La reducción de las interacciones humanas a comportamientos digitales a través de las pantallas nos ha llevado a tal punto de disgregación social que cada vez parece más difícil el encuentro, el pensar y generar instancias colectivas que nos permitan, al menos, mejorar nuestras condiciones de vida. Resulta cada vez más difícil encontrar puntos en común y construir, a partir de ellos, herramientas de lucha. El mundo atraviesa momentos de gran convulsión. Las crisis económicas, los vaivenes políticos, las guerras. Poblaciones enteras masacradas. Un sistema capitalista que tambalea, se reajusta e intenta sobrevivir a un colapso que es solo fruto de sus propias ambiciones.

No podemos no preguntarnos: ¿qué vamos a hacer cuando esto suceda? ¿Cómo vamos a sobrevivir o, en el mejor de los casos, vivir? 

Existen vastos ejemplos, tanto históricos como actuales, de experiencias sobre las que podemos apoyarnos para construir nuevas formas de existir. La acción colectiva requiere práctica. Pensar y buscar formas de organización alternativas a lo que este mundo propone, es cada vez mas necesario.

El primero de mayo no es simplemente una fecha. Es el recordatorio de un larguísimo camino recorrido por trabajadores y trabajadoras que, contra el Estado, el capital, el patrón y los aparatos represivos, buscaron su emancipación. Una lucha por sacudirse de encima intermediarios y dirigentes, por tomar las riendas de la propia vida y construir, con los demás, una existencia libre y armoniosa, sin opresores ni oprimidos.

Son estas prácticas concretas las que han calado en nuestra humanidad. La solidaridad y el apoyo mutuo. No son experiencias grandilocuentes ni ficciones idealizadas; surgen cotidianamente desde la necesidad, y se expanden como raíces invisibles. Ejemplos cercanos no faltan: ante los incendios en Córdoba o el sur de la Argentina, la autoorganización de brigadas contra el fuego y las redes solidarias para alojar quienes lo necesitaban nacieron de la necesidad inmediata, sin esperar la mediación del Estado. Estos ejemplos se repiten una y otra vez, en diferentes lugares del mundo, con diferentes culturas. La humanidad aflora. Sin embargo, el poder busca disgregar esas formas, imponiendo a las fuerzas de seguridad como únicos actores legítimos y reforzando su función represiva contra quienes se organizan de forma horizontal.

▬▬▬▬▬▬

Enunciado 1 — Reproduce del fragmento seleccionado todo el pasaje que va desde "Existen vastos ejemplos, tanto" hasta "opresores ni oprimidos.", ambos incluidos.

(Registros de datos)
▬▬▬▬▬▬

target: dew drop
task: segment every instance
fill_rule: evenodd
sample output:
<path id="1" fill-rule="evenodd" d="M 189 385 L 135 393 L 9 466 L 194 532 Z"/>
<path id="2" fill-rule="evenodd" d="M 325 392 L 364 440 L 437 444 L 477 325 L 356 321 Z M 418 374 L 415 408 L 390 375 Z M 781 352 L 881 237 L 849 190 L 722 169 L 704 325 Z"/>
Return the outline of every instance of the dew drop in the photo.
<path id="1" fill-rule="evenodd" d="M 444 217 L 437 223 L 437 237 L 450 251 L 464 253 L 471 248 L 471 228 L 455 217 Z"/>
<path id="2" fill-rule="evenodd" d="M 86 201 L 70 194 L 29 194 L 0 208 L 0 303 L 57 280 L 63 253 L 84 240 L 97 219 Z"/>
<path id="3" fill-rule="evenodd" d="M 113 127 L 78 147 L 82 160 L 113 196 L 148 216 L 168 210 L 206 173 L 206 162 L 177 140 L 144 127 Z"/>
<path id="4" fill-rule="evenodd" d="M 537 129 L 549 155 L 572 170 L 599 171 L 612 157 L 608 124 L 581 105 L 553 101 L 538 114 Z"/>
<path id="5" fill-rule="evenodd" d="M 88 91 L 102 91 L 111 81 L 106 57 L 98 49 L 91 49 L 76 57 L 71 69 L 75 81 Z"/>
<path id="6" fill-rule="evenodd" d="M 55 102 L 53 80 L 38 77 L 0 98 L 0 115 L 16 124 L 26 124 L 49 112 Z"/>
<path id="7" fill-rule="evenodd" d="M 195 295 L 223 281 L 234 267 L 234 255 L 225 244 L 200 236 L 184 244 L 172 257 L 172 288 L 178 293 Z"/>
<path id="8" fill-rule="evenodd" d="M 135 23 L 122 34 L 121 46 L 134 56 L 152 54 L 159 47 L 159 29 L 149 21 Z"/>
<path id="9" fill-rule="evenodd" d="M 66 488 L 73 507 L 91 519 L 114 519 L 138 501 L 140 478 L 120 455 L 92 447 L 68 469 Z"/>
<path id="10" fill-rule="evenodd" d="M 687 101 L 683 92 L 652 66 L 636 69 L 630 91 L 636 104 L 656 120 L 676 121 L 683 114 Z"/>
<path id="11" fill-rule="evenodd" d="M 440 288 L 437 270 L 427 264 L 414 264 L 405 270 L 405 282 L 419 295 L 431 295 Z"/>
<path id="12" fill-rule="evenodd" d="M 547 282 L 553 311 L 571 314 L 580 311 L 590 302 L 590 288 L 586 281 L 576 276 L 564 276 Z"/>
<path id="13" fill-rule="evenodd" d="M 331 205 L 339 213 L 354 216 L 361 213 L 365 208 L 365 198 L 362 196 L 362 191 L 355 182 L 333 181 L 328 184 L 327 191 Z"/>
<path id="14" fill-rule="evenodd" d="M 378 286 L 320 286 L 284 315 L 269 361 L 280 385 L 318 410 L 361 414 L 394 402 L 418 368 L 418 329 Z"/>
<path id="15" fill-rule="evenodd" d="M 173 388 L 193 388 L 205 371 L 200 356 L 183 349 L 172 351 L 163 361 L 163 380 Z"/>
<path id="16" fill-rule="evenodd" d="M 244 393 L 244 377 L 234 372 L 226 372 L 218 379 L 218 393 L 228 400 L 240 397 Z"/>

▬▬▬▬▬▬

Enunciado 2 — Pasa a un CSV de dos columnas, "tarea" y "respuesta", los registros desde su comienzo hasta la línea que contiene "86 201 L 70", ambos extremos incluidos. Cada tarea ocupa una fila, con su texto y su respuesta entre comillas en un solo campo cada uno y los saltos de línea cambiados por espacios.

Respuesta desarrollada 1 —
Existen vastos ejemplos, tanto históricos como actuales, de experiencias sobre las que podemos apoyarnos para construir nuevas formas de existir. La acción colectiva requiere práctica. Pensar y buscar formas de organización alternativas a lo que este mundo propone, es cada vez mas necesario.

El primero de mayo no es simplemente una fecha. Es el recordatorio de un larguísimo camino recorrido por trabajadores y trabajadoras que, contra el Estado, el capital, el patrón y los aparatos represivos, buscaron su emancipación. Una lucha por sacudirse de encima intermediarios y dirigentes, por tomar las riendas de la propia vida y construir, con los demás, una existencia libre y armoniosa, sin opresores ni oprimidos.

Respuesta desarrollada 2 —
tarea,respuesta
"target: dew drop task: segment every instance fill_rule: evenodd sample output: <path id=""1"" fill-rule=""evenodd"" d=""M 189 385 L 135 393 L 9 466 L 194 532 Z""/> <path id=""2"" fill-rule=""evenodd"" d=""M 325 392 L 364 440 L 437 444 L 477 325 L 356 321 Z M 418 374 L 415 408 L 390 375 Z M 781 352 L 881 237 L 849 190 L 722 169 L 704 325 Z""/> Return the outline of every instance of the dew drop in the photo.","<path id=""1"" fill-rule=""evenodd"" d=""M 444 217 L 437 223 L 437 237 L 450 251 L 464 253 L 471 248 L 471 228 L 455 217 Z""/> <path id=""2"" fill-rule=""evenodd"" d=""M 86 201 L 70 194 L 29 194 L 0 208 L 0 303 L 57 280 L 63 253 L 84 240 L 97 219 Z""/>"